**Brief a**
Answer these questions about the parenting excerpt:
(i) How many comments does the page report?
(ii) How many hours a day does the commenter mention a child spending with someone else?
(iii) What does the commenter say a 15 year old boy will do 100 times out of 100?

## Begin Selected extract

If you could change one priority of your parents a it related to you, what would it be?
 
 
Linking up
http://www.raisingarrows.net/
http://raisinghomemakers.com/

7 comments:

  1. I will admit that this post shocked me. I am at a loss as to see how exactly you got to this point. Your suggestion that by sending your child to someone else to be educated gives them a better opportunity to learn academics AND character is lost on me. What does sending your child to someone else 8 hours a day tell them as they grow and build character? It says listen to other people instead of your parents they don’t know anything. Your parents are only there to hold you back restricting you.
    You mention chores should not be slave labor and that teenagers should be free to do as they please and trust that they have the vision to see the needs right in front of them and will do things out of gratitude for the sacrifice that parents have made. I can guarantee you that that is a very rare gift to find in teenagers. In my family there were numerous years where none of the teenagers helped around the house because we didn’t think about it because our parents never asked. Part of the character that you are talking about is that when you are part of a family there are thankless tasks that you DON’T get paid for. The chores have to get done and a 15 year old boy is going to play video games 100 times out of 100 instead of vacuuming the house, or dusting, or cutting the grass, or anything. You don’t build a child’s character by releasing them to their own devices. You work to help guide their passions into venues that will benefit them.

## End Selected extract
## Begin Data for this exercise

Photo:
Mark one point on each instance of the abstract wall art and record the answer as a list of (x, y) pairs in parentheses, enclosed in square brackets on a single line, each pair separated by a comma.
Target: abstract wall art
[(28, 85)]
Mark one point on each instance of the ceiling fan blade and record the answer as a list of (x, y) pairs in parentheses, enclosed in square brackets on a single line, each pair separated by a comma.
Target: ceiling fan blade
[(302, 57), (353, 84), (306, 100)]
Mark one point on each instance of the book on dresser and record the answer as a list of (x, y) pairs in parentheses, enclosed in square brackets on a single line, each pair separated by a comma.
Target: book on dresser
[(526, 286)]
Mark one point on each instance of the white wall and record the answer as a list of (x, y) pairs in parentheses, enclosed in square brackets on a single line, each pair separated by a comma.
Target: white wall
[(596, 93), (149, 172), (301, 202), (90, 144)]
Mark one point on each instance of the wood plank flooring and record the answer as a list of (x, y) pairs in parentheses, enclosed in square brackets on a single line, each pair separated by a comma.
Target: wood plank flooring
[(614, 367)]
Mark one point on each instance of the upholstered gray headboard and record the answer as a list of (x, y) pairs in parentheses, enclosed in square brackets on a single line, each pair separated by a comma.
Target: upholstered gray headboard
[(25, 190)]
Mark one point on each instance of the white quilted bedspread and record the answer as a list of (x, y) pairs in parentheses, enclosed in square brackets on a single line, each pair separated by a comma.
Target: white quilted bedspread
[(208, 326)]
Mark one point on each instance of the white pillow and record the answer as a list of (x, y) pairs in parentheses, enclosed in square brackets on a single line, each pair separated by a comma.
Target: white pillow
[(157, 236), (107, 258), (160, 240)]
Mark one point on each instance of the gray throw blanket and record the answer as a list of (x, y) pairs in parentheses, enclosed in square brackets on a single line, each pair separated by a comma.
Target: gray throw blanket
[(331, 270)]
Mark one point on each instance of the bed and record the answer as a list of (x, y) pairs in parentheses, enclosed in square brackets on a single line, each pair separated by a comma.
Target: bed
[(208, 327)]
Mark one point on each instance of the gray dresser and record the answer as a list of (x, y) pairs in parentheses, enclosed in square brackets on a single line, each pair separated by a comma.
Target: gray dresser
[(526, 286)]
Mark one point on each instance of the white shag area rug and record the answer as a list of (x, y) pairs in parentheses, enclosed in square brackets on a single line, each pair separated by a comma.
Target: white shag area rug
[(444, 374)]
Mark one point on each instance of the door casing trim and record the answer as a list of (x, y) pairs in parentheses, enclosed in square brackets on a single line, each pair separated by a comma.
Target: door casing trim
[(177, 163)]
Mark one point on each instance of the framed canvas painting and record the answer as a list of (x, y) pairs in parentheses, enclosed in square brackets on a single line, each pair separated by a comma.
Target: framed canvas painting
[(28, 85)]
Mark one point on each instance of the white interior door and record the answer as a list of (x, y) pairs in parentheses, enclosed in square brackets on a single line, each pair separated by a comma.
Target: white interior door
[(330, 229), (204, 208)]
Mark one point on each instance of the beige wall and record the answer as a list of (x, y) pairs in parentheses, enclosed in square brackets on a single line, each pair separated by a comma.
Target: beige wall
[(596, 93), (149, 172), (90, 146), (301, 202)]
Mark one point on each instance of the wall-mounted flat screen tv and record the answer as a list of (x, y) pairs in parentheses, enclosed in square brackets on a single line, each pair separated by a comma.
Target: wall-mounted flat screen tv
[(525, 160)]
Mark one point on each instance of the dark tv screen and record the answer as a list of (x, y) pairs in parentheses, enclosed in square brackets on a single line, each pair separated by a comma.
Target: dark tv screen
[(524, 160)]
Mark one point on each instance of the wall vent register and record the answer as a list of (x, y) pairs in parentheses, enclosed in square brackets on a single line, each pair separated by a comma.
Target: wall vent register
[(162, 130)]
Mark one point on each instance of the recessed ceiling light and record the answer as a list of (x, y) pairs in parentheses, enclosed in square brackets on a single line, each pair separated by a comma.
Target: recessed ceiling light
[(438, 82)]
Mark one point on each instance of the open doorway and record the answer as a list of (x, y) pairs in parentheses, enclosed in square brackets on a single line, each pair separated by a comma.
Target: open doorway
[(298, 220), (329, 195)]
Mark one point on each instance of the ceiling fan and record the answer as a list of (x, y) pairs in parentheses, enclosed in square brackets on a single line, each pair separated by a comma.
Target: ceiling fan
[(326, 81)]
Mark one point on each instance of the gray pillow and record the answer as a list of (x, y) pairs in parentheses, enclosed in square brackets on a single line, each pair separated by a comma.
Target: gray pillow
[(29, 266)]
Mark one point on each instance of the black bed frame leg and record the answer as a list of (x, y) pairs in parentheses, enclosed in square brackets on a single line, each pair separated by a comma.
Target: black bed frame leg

## End Data for this exercise

**Brief b**
Render the lines of the stored items as a Markdown table, starting at the line containing "Mark one point on each instance of the open" and ending at the line containing "[(29, 266)]". Use the columns Row and Line, number the rows in order, and omit blank lines.

**Complete response a**
(i) 7.
(ii) 8 hours.
(iii) Play video games instead of vacuuming the house, dusting, cutting the grass, or anything.

**Complete response b**
| Row | Line |
|---|---|
| 1 | Mark one point on each instance of the open doorway and record the answer as a list of (x, y) pairs in parentheses, enclosed in square brackets on a single line, each pair separated by a comma. |
| 2 | Target: open doorway |
| 3 | [(298, 220), (329, 195)] |
| 4 | Mark one point on each instance of the ceiling fan and record the answer as a list of (x, y) pairs in parentheses, enclosed in square brackets on a single line, each pair separated by a comma. |
| 5 | Target: ceiling fan |
| 6 | [(326, 81)] |
| 7 | Mark one point on each instance of the gray pillow and record the answer as a list of (x, y) pairs in parentheses, enclosed in square brackets on a single line, each pair separated by a comma. |
| 8 | Target: gray pillow |
| 9 | [(29, 266)] |